▶ [Tasks to carry out]
• A. Answer the following questions from the article on the death of Dr. George McLarren:
(i) Who was on the phone with Sandy?
(ii) How old was Dr. George McLarren when he was still a daily jogger?
(iii) From which city had George and Dorothy driven to San Antonio?
• B. Set down word for word the part of the article on the death of Dr. George McLarren starting with "Husbands have to" and going on through "got him killed.".

▶ [Text segment]
>>
Visitor restores light after dark days
By David Milotta
Sandy's stricken face confirmed the sinking feeling in my stomach. I had overheard her shocked voice. Something bad had happened.
"That was my mother on the phone," she said as she closed the bedroom door.
"You remember Mom and Dad drove down to Texas to be with Tari for the birth." She looked at me hoping for recollection in my eyes.
"Dad was hit from behind by a car while he was jogging this morning. He died instantly. Mom and Tari had to go to the scene to identify him. Tari's having labor induced tomorrow." There was a catch in her voice.
Husbands have to be strong sometimes, and all I could do was hug my wife. Trying to suppress my tears I prayed, "Dear Lord, we need your strength and healing for the days ahead."
The death was heart-wrenching for the family, especially for his wife, Dorothy. My father-in-law, Dr. George McLarren, was a pacesetter in the field of rehabilitative medicine. He was an advocate of a healthy lifestyle that included a good nutritional diet and regular exercise. At age 70, he was still a daily jogger. Ironically, that is what got him killed.
George and Dorothy had driven down from their home in Spokane, Wash., to San Antonio to support their daughter, Tari, who was about to give birth to her second child. As George took his usual early morning run, he was hit from behind and instantly killed by a sleepy driver whose car swerved off the road.
<<
▶ [Entries shown]
>>
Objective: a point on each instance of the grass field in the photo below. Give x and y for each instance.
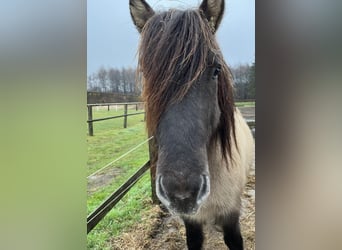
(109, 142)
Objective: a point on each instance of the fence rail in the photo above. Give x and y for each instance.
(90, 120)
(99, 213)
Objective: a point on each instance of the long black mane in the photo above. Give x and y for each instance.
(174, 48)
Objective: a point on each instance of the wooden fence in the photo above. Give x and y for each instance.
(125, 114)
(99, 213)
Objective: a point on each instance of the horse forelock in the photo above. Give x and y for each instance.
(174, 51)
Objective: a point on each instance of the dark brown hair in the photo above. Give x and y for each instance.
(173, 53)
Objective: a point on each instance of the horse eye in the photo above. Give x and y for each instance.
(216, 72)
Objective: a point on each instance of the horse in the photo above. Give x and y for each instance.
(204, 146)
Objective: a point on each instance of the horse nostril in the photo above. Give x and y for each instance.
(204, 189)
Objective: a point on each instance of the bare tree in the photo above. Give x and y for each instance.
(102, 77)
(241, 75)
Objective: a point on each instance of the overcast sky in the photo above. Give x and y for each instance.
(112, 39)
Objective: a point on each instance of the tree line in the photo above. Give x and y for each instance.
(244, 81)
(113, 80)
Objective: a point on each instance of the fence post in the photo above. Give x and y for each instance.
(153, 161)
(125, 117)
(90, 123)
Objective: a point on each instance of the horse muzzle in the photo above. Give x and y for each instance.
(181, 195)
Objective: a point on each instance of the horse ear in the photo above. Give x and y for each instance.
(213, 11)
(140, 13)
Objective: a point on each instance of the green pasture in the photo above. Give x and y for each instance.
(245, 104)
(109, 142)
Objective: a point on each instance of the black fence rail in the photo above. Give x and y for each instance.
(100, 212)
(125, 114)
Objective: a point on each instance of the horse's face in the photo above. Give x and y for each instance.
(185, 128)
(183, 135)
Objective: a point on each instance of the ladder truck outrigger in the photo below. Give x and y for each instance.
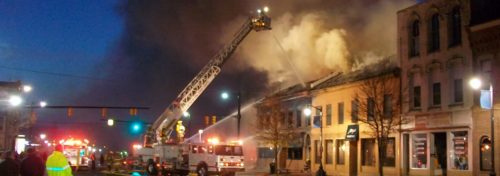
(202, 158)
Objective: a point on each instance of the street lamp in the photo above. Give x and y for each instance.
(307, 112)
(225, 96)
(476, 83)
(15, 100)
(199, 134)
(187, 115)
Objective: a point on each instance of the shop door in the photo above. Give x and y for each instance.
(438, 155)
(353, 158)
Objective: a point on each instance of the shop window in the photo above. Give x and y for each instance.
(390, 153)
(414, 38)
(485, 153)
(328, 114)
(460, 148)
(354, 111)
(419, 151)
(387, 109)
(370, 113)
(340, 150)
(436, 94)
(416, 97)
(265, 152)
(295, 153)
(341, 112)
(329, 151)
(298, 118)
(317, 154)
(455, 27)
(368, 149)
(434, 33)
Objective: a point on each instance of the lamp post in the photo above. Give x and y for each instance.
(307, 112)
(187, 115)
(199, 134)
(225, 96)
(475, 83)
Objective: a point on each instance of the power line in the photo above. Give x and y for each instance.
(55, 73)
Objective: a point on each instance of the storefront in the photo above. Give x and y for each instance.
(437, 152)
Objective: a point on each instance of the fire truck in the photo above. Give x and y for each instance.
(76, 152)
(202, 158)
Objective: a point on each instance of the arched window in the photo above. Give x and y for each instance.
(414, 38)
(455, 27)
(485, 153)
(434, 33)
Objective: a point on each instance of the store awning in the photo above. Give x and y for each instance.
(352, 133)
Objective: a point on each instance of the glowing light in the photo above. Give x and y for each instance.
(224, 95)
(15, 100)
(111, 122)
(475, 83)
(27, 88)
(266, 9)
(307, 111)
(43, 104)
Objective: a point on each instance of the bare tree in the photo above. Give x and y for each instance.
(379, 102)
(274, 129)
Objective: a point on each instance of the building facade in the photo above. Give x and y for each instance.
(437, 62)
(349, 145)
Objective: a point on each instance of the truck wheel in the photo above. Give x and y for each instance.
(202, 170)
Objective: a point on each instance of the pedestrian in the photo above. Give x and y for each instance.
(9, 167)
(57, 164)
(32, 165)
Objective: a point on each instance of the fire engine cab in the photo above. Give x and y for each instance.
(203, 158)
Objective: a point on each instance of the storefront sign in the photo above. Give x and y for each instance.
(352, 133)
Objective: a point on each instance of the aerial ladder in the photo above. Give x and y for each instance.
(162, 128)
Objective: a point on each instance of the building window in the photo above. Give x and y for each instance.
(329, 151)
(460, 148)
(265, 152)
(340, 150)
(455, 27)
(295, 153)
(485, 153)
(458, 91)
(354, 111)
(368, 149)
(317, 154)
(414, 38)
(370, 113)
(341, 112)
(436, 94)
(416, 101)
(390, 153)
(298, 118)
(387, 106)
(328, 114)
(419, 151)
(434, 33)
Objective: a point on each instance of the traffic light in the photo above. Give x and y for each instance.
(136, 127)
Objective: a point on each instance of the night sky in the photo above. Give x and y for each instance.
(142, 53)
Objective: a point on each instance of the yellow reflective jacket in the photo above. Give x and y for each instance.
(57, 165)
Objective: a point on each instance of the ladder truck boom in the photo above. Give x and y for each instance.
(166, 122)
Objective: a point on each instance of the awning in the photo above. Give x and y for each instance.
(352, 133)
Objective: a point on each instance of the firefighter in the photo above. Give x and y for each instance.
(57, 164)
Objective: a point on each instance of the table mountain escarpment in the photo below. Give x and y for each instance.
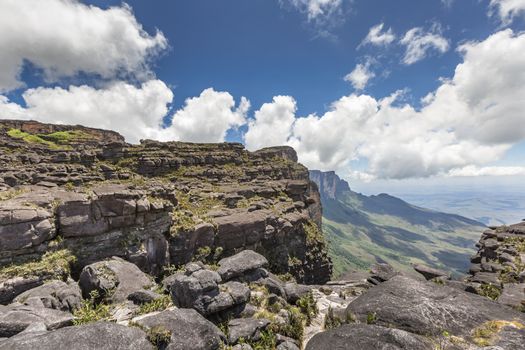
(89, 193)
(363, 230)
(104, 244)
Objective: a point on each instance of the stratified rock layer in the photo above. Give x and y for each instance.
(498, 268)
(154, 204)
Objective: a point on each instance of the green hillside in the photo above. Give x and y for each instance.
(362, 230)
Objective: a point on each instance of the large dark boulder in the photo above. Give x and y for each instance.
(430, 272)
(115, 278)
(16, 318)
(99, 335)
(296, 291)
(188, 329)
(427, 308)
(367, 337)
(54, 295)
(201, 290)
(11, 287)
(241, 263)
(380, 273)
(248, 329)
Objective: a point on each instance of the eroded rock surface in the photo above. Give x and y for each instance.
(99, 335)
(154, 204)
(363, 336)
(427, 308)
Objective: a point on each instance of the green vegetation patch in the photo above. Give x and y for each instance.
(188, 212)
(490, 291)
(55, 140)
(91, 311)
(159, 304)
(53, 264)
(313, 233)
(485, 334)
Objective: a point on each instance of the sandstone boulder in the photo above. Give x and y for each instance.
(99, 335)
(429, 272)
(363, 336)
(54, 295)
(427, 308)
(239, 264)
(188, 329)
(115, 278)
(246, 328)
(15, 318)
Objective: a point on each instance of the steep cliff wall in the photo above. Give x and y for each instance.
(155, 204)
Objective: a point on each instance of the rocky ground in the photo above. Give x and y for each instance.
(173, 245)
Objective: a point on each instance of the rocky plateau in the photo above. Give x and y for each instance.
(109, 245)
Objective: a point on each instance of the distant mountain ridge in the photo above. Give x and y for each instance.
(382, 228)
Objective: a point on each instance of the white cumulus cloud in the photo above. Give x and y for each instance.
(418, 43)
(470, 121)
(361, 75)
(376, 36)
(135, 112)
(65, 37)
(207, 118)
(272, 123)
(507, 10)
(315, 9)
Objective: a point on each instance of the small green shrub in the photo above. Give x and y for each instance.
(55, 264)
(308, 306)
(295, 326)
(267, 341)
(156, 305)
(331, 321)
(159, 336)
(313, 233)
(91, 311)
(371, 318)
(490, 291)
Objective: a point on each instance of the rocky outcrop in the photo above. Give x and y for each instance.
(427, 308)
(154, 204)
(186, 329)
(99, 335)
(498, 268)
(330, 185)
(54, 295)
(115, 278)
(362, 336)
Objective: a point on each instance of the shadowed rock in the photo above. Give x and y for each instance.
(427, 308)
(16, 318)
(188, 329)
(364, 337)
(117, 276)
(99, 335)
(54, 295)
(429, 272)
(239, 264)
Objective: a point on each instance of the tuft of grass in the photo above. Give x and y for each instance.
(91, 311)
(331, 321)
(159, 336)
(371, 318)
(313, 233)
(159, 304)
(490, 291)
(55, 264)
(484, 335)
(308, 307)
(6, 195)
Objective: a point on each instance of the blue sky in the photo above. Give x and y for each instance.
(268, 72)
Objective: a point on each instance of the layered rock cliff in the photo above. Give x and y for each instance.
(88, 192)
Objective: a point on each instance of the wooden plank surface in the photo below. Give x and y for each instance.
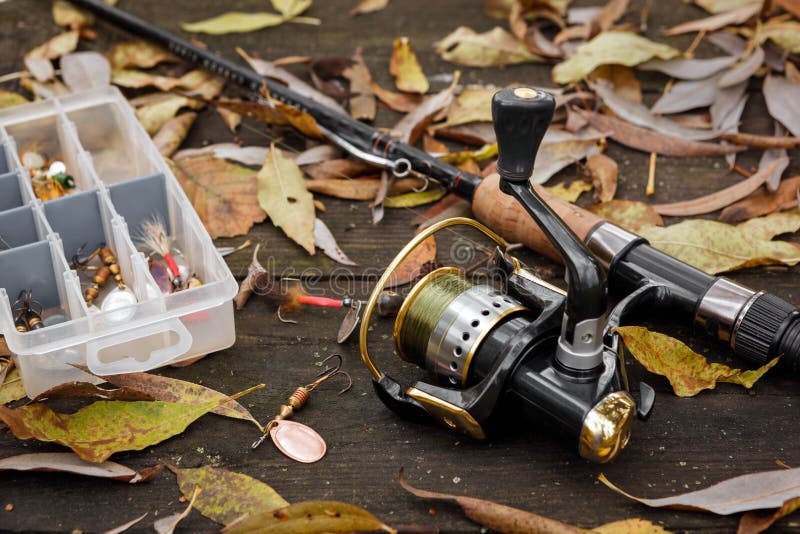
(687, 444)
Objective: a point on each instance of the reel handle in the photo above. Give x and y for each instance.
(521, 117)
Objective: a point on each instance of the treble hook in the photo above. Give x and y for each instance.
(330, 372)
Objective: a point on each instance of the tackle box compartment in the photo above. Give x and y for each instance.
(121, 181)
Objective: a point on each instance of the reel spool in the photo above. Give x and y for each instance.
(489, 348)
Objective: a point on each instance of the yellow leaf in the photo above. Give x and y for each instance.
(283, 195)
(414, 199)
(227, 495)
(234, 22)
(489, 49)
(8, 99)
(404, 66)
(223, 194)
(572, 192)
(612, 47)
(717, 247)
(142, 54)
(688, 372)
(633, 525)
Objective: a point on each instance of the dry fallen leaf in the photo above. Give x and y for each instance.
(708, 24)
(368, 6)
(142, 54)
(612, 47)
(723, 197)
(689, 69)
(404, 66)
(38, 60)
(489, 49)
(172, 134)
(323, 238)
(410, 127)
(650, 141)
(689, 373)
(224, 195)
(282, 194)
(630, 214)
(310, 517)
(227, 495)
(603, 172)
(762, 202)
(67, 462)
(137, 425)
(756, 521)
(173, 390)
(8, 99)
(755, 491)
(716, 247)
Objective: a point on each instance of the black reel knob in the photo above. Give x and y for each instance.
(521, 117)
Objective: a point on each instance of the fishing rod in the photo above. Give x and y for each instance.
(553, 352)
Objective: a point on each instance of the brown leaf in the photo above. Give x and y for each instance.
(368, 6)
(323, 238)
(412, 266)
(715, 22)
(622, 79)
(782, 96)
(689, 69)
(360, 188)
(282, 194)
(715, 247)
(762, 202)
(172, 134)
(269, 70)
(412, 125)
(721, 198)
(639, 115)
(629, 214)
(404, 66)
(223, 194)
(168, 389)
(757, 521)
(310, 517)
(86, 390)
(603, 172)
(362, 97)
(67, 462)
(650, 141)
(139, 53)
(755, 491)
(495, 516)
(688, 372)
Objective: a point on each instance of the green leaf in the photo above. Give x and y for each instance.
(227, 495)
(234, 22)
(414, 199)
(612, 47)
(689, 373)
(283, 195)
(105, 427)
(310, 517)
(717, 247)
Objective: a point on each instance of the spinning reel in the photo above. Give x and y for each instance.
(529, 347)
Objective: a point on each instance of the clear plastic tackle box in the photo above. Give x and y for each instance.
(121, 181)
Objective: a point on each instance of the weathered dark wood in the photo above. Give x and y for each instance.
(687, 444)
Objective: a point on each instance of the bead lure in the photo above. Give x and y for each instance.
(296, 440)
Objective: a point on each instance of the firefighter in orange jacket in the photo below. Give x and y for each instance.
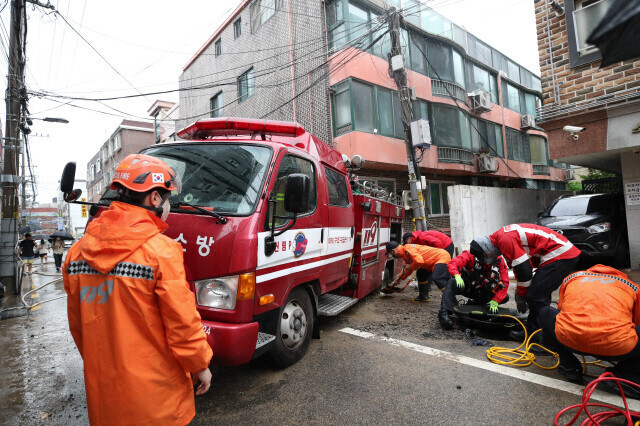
<<
▶ [Completed exercise]
• A.
(i) Her mother.
(ii) He was 70.
(iii) Spokane, Wash.

• B.
Husbands have to be strong sometimes, and all I could do was hug my wife. Trying to suppress my tears I prayed, "Dear Lord, we need your strength and healing for the days ahead."
The death was heart-wrenching for the family, especially for his wife, Dorothy. My father-in-law, Dr. George McLarren, was a pacesetter in the field of rehabilitative medicine. He was an advocate of a healthy lifestyle that included a good nutritional diet and regular exercise. At age 70, he was still a daily jogger. Ironically, that is what got him killed.